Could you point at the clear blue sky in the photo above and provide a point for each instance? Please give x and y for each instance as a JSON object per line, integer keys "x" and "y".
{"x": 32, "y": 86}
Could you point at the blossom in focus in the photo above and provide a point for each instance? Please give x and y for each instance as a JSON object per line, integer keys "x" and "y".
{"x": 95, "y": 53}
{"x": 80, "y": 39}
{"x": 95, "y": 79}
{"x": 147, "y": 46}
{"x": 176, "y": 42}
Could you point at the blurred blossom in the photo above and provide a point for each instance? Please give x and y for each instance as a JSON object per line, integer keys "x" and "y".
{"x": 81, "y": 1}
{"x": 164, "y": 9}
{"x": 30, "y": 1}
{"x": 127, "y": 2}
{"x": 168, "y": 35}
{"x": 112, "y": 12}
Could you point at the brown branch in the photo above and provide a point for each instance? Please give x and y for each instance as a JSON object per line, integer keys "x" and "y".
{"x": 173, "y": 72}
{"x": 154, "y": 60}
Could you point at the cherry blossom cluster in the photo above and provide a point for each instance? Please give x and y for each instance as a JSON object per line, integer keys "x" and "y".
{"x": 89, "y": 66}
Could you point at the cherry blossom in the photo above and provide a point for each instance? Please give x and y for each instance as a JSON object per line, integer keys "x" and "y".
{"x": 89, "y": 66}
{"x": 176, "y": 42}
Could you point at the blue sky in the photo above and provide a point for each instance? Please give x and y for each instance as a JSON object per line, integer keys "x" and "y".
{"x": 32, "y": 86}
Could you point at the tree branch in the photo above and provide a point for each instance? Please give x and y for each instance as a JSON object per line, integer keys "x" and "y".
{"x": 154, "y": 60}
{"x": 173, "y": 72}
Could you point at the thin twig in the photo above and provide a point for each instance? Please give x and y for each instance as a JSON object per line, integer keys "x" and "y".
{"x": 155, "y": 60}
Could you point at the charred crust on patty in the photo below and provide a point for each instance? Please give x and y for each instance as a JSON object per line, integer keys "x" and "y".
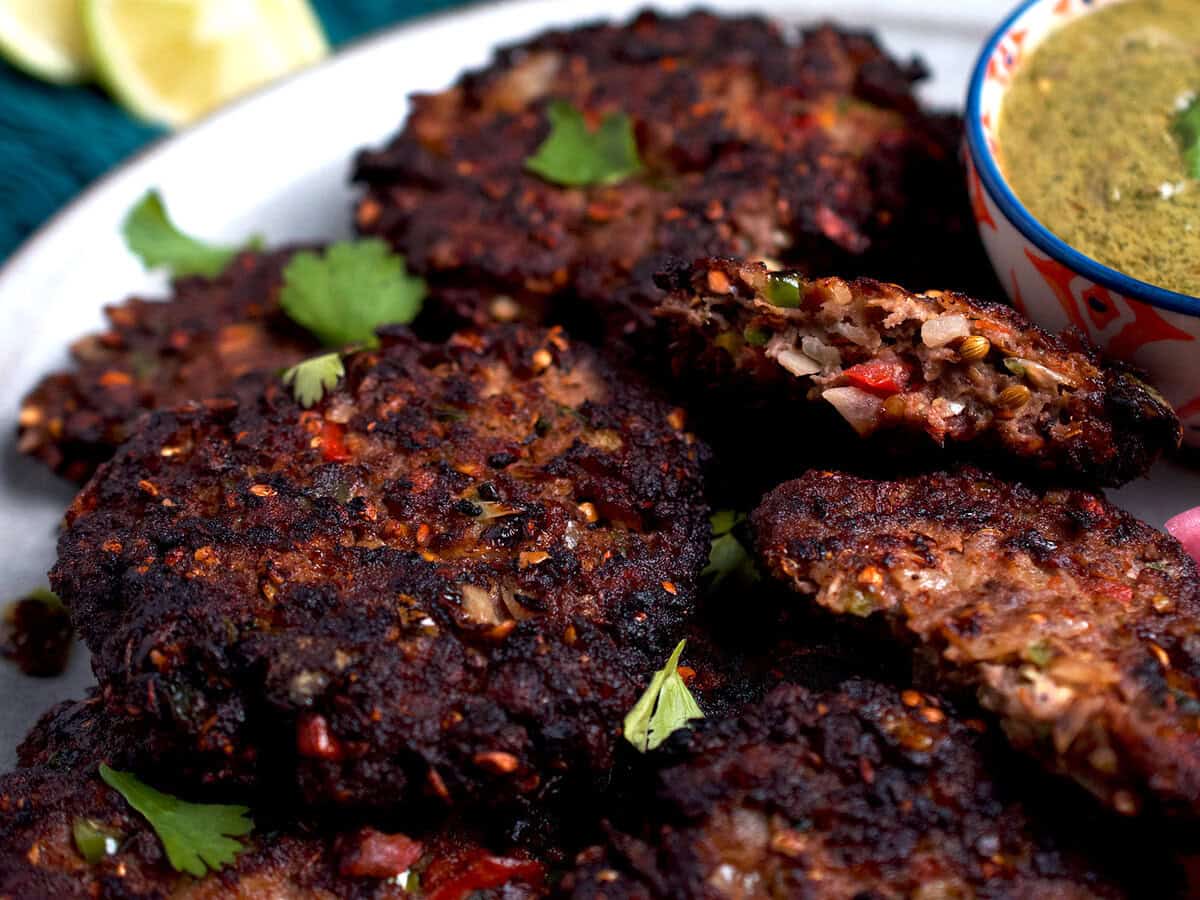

+-------+

What the exercise asks - Please report each line above that contains the word "branch", copying every such line in full. Case counts when matching.

Solution -
Could you point at the brown branch in the photo above and provide a point for each instance? Please give x and y for each instance as a JSON object per line, integer keys "x" and "y".
Could you point at the tree branch in the photo above and provide a point for each instance? Please give x and y for each instance as a JSON object per line, integer keys "x" and "y".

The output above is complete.